== JOB ==
Return the full text on the "Who Gets Paid for Digital Labor?" artwork word for word, from its first line to its last.

When Sweet Brown animatedly recounted in a newscast the story of the fire that ravaged her housing project, it became the now-iconic catchphrase “Aint Nobody Got Time For That.” This too, was immortalized by song, and turned into t-shirts, baby bibs, and other absurd products.

 

However, it’s important to ask in encounters like this: who innovates? Who gets paid? – And how much?

 

Across film, installation, and textile, “Who Gets Paid for Digital Labor?” asks these questions to the audience directly.

This work was commissioned by Jameel Arts Centre for the show Pace, Affirmations, & The Now, about online memes. The version shown here has been condensed and edited to fit 2-minutes.

"Who Gets Paid for Digital Labor?" 2019. (7:31 minutes). Dual-channel video. 2019. 

2-minute excerpt

"Eyebrows Stay on Fleek So These Hoes Copy-Paste." 450 cm x 250 cm.

 

Web-based companies like Spreadshirt and T-shirt Ink allow users to make money by designing crowd-sourced shirt graphics and selling it on their platform. This has incentivized opportunists who can easily steal the image, trademark, and catchphrases of black digital creators to make new t-shirt designs. Each t-shirt in this tapestry are composed from existing shirt designs found online that appropriate stories from the talent featured in the dual-channel video.

== DATASET ROWS ==
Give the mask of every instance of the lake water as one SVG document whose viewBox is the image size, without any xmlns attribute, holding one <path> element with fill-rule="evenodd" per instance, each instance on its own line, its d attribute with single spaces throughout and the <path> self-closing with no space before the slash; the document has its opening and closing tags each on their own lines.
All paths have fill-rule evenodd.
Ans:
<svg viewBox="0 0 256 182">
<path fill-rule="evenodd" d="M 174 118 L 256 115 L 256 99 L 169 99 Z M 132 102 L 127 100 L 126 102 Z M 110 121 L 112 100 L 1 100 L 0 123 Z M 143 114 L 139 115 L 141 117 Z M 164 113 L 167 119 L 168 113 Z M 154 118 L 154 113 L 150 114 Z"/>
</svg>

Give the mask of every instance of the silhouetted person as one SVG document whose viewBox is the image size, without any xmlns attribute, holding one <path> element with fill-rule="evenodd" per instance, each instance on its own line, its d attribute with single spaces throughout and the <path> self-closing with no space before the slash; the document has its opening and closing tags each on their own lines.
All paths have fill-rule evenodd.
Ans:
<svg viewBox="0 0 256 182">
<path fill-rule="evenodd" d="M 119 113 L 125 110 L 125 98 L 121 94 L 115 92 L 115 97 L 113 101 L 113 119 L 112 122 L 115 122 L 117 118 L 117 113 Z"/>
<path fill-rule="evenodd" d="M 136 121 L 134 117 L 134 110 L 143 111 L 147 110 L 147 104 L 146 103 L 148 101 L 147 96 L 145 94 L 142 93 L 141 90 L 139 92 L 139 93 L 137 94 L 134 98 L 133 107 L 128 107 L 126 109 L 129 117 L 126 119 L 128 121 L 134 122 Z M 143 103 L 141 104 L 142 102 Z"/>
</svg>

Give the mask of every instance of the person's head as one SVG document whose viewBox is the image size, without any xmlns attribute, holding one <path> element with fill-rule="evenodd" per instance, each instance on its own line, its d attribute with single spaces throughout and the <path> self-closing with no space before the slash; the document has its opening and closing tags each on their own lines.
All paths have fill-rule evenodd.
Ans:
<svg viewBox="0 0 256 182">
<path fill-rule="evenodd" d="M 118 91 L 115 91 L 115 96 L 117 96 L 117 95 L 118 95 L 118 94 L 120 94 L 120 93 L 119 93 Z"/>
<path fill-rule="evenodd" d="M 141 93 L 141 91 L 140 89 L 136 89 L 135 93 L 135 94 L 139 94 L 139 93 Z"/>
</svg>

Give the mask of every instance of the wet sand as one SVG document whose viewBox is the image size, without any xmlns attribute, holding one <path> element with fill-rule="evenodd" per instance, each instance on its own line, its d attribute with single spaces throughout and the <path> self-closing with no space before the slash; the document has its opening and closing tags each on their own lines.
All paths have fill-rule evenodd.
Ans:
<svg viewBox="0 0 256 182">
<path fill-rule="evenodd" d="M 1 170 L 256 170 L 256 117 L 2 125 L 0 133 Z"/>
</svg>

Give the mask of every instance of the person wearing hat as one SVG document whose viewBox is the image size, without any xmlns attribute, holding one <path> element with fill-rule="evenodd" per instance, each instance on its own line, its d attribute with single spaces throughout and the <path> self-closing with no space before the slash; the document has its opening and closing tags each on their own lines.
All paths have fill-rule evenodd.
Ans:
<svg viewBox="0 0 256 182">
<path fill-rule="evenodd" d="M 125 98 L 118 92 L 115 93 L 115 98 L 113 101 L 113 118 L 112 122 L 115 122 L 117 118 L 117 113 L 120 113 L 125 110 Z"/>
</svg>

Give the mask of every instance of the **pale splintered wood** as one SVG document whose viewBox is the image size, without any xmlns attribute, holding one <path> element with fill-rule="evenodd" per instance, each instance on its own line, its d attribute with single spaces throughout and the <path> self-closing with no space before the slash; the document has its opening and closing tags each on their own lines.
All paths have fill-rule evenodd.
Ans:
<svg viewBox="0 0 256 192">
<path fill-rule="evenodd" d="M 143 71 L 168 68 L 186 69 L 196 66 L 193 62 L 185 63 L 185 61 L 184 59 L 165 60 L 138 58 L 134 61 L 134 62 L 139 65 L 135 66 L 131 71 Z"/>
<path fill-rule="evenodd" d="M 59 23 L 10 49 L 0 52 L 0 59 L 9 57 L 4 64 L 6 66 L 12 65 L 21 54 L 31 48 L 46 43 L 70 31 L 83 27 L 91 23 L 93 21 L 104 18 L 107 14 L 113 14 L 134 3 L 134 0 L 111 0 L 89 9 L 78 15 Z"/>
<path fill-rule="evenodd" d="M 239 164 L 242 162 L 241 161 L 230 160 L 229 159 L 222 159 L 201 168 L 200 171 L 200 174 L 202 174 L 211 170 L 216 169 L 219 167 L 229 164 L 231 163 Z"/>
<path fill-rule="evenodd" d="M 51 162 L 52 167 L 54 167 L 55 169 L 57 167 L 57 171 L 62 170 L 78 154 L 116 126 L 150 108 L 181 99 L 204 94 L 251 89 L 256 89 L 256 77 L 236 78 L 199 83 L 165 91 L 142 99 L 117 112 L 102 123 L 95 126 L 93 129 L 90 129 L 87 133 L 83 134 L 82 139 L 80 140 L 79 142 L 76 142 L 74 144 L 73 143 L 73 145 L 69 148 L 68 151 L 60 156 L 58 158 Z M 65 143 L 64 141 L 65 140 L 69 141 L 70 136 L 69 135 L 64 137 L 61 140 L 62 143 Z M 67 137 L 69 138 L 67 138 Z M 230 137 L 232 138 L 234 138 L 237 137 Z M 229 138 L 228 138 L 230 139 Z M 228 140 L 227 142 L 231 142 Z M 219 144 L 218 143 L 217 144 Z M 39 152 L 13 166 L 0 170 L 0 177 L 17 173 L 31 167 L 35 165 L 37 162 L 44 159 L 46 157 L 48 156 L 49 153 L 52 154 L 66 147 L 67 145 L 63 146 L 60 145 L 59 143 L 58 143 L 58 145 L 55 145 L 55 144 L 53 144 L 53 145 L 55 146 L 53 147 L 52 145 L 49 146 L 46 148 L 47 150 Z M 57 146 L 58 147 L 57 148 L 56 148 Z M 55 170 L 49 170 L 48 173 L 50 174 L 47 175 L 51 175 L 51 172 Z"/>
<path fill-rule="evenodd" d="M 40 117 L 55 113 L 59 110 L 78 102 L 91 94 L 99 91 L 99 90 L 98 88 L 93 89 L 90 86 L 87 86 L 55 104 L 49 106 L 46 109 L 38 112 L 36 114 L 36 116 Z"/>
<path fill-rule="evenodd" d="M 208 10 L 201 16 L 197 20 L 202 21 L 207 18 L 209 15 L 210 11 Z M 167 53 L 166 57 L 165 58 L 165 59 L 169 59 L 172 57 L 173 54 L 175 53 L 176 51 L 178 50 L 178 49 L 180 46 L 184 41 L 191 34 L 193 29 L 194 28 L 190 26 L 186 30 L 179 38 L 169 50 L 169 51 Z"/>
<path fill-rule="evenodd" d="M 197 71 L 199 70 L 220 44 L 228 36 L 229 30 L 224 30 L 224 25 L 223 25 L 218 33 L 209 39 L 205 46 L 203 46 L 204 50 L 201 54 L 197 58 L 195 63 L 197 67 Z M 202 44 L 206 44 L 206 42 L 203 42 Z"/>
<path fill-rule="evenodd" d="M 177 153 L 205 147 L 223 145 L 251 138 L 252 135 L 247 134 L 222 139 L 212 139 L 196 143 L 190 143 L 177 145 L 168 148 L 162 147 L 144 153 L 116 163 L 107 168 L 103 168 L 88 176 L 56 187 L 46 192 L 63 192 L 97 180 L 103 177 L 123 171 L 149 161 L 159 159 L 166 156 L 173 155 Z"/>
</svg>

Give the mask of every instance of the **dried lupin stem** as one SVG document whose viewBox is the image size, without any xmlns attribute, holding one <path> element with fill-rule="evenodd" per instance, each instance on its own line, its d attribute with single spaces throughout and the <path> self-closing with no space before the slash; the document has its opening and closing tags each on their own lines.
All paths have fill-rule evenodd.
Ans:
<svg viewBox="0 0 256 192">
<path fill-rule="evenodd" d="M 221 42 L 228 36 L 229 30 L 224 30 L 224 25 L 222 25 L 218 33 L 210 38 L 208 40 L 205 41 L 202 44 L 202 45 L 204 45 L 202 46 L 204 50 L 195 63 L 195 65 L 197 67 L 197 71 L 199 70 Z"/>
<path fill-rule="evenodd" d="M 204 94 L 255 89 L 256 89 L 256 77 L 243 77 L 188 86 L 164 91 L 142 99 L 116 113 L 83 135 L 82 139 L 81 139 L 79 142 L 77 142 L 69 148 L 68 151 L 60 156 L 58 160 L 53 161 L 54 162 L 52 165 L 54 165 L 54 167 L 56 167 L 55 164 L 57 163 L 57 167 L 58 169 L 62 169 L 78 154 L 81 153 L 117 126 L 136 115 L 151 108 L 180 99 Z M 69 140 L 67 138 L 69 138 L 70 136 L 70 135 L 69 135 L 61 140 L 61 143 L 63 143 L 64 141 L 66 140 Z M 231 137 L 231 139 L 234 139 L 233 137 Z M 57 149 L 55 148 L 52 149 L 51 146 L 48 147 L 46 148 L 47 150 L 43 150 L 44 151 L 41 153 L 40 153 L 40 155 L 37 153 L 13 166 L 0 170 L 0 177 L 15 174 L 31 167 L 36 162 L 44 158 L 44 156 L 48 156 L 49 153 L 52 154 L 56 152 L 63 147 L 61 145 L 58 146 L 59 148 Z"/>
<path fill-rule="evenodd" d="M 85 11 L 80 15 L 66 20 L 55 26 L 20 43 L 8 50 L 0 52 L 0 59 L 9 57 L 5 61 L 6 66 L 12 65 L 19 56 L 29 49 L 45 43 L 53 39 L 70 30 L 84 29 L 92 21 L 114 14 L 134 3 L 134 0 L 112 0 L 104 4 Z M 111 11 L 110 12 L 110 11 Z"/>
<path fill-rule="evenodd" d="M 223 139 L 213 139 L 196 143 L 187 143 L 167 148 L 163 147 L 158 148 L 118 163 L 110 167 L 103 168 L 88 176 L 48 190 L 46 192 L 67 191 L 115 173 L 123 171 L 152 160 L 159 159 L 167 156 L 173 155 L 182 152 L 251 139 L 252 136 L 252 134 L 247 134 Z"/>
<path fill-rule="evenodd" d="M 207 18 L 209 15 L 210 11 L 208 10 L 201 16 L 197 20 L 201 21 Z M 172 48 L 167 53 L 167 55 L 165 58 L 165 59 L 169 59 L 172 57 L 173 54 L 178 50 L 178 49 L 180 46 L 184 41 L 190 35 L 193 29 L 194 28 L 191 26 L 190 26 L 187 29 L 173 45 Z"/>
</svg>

== WRITTEN ANSWER ==
When Sweet Brown animatedly recounted in a newscast the story of the fire that ravaged her housing project, it became the now-iconic catchphrase “Aint Nobody Got Time For That.” This too, was immortalized by song, and turned into t-shirts, baby bibs, and other absurd products.

 

However, it’s important to ask in encounters like this: who innovates? Who gets paid? – And how much?

 

Across film, installation, and textile, “Who Gets Paid for Digital Labor?” asks these questions to the audience directly.

This work was commissioned by Jameel Arts Centre for the show Pace, Affirmations, & The Now, about online memes. The version shown here has been condensed and edited to fit 2-minutes.

"Who Gets Paid for Digital Labor?" 2019. (7:31 minutes). Dual-channel video. 2019. 

2-minute excerpt

"Eyebrows Stay on Fleek So These Hoes Copy-Paste." 450 cm x 250 cm.

 

Web-based companies like Spreadshirt and T-shirt Ink allow users to make money by designing crowd-sourced shirt graphics and selling it on their platform. This has incentivized opportunists who can easily steal the image, trademark, and catchphrases of black digital creators to make new t-shirt designs. Each t-shirt in this tapestry are composed from existing shirt designs found online that appropriate stories from the talent featured in the dual-channel video.